• **Your instructions**
In the entries below, which lines run from the one with "1. Examine the image below" through the one with "1. Examine the image above and locate the white"? Repeat exactly those, both included, and no pictures.

** Opening Source records block **

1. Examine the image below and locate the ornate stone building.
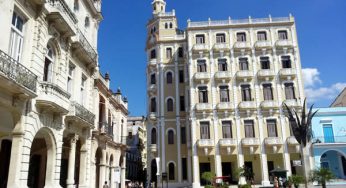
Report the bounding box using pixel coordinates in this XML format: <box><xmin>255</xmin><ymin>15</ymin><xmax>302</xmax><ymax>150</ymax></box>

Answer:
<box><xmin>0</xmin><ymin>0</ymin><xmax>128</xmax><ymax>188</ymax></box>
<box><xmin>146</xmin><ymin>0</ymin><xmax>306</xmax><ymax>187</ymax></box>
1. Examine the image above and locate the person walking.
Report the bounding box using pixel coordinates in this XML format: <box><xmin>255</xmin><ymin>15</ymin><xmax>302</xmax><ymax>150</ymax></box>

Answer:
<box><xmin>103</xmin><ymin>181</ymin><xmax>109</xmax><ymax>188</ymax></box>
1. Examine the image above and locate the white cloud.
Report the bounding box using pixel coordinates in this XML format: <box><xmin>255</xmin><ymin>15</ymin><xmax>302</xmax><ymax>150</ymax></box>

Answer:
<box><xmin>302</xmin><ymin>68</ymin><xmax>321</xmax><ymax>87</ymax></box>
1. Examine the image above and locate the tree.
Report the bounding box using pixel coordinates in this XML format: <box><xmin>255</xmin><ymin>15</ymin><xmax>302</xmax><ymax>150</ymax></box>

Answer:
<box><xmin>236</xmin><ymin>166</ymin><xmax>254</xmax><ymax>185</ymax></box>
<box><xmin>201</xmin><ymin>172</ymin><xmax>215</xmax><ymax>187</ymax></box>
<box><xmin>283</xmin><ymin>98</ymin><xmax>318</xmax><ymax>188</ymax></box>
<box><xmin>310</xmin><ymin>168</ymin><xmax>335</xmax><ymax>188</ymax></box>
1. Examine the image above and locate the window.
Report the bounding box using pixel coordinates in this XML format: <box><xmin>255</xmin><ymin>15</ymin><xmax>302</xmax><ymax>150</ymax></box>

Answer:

** Closing Source records block **
** Opening Source records block **

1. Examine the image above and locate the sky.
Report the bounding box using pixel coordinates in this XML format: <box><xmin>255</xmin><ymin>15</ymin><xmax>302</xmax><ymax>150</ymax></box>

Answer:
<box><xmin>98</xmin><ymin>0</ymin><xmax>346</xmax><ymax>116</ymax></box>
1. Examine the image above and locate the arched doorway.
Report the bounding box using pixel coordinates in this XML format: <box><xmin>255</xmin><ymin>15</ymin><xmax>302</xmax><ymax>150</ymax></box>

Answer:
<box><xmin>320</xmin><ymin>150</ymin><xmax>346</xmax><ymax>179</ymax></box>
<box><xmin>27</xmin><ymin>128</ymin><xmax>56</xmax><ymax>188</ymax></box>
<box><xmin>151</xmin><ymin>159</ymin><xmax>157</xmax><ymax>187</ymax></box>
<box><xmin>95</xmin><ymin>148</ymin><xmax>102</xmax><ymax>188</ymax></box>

** Closing Source records block **

• **Exercise answer**
1. Examine the image below and locate the ornate stone building.
Report the bounding box using pixel coordinates in this XML format: <box><xmin>255</xmin><ymin>15</ymin><xmax>302</xmax><ymax>150</ymax></box>

Answer:
<box><xmin>0</xmin><ymin>0</ymin><xmax>128</xmax><ymax>188</ymax></box>
<box><xmin>146</xmin><ymin>0</ymin><xmax>306</xmax><ymax>187</ymax></box>
1. Examine the image above and locate the person walking.
Report the bounding box using pixel coordinates in this XML format: <box><xmin>255</xmin><ymin>15</ymin><xmax>302</xmax><ymax>150</ymax></box>

Answer:
<box><xmin>103</xmin><ymin>181</ymin><xmax>109</xmax><ymax>188</ymax></box>
1. Examine the image above and locate the white cloud.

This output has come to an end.